>> start

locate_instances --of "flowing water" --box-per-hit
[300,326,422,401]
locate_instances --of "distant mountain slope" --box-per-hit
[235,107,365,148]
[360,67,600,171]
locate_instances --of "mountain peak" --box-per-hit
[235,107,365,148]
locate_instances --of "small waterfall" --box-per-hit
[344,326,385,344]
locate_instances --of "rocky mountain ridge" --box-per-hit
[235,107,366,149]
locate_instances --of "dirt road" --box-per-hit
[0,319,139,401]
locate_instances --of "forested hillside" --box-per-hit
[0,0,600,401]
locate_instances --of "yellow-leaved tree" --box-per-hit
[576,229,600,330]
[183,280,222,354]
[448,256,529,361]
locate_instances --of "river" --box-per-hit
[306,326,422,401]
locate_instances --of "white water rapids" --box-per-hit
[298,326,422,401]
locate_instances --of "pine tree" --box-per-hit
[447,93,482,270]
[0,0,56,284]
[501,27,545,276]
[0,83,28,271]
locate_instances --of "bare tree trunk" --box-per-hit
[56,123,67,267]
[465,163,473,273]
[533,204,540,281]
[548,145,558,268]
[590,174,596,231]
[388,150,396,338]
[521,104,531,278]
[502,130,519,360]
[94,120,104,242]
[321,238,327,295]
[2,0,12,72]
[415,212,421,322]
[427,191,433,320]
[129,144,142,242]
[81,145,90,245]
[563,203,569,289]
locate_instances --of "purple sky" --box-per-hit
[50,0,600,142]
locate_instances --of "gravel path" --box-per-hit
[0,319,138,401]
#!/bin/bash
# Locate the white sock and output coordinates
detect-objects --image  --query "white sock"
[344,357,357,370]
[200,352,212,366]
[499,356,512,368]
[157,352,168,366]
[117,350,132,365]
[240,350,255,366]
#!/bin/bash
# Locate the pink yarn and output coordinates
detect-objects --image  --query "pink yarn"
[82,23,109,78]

>> end

Rewrite every line of the items above as a single numbered list, omitting any blank lines.

1. locate_instances --of "flowing water" --box-per-hit
2. [300,326,422,401]
3. locate_instances --of "distant mountain slope" --box-per-hit
4. [235,107,365,148]
5. [360,67,600,171]
6. locate_instances --of "mountain peak" --box-per-hit
7. [235,107,365,148]
8. locate_instances --of "small waterfall" --box-per-hit
9. [344,326,385,344]
10. locate_instances --of "rocky mountain ridge" --box-per-hit
11. [235,107,366,149]
12. locate_instances --of "dirt road" --box-per-hit
13. [0,319,139,401]
14. locate_instances --of "forested hillside" --box-per-hit
15. [0,0,600,401]
16. locate_instances --of "yellow-leaved tree" --box-per-hit
17. [576,229,600,330]
18. [183,280,222,354]
19. [448,256,529,361]
20. locate_instances --of "river" --box-per-hit
21. [306,326,422,401]
22. locate_instances --of "white water rapids" --box-per-hit
23. [298,326,422,401]
24. locate_instances --of "pine tree" --box-per-hit
25. [447,93,482,270]
26. [0,0,56,284]
27. [501,27,545,276]
28. [0,83,28,271]
29. locate_instances --of "bare tree trunk" --box-per-hit
30. [56,123,67,267]
31. [465,163,473,273]
32. [533,204,540,281]
33. [548,145,558,268]
34. [590,174,596,231]
35. [388,150,396,338]
36. [521,104,531,278]
37. [502,130,519,360]
38. [94,120,104,242]
39. [321,238,327,295]
40. [2,0,12,72]
41. [415,212,421,322]
42. [427,191,433,320]
43. [129,144,142,242]
44. [81,145,90,245]
45. [563,203,569,289]
46. locate_instances --of "purple sky" --box-per-hit
47. [50,0,600,142]
48. locate_instances --of "gravel path" --box-per-hit
49. [0,319,138,401]
50. #!/bin/bash
51. # Locate the white sock and output coordinates
52. detect-objects --image  --query "white sock"
53. [344,357,357,370]
54. [200,352,212,366]
55. [499,356,512,368]
56. [157,352,168,366]
57. [117,350,132,365]
58. [240,350,255,366]
59. #!/bin/bash
60. # Locate the pink yarn and output coordinates
61. detect-objects --image  --query "pink yarn"
62. [82,23,109,78]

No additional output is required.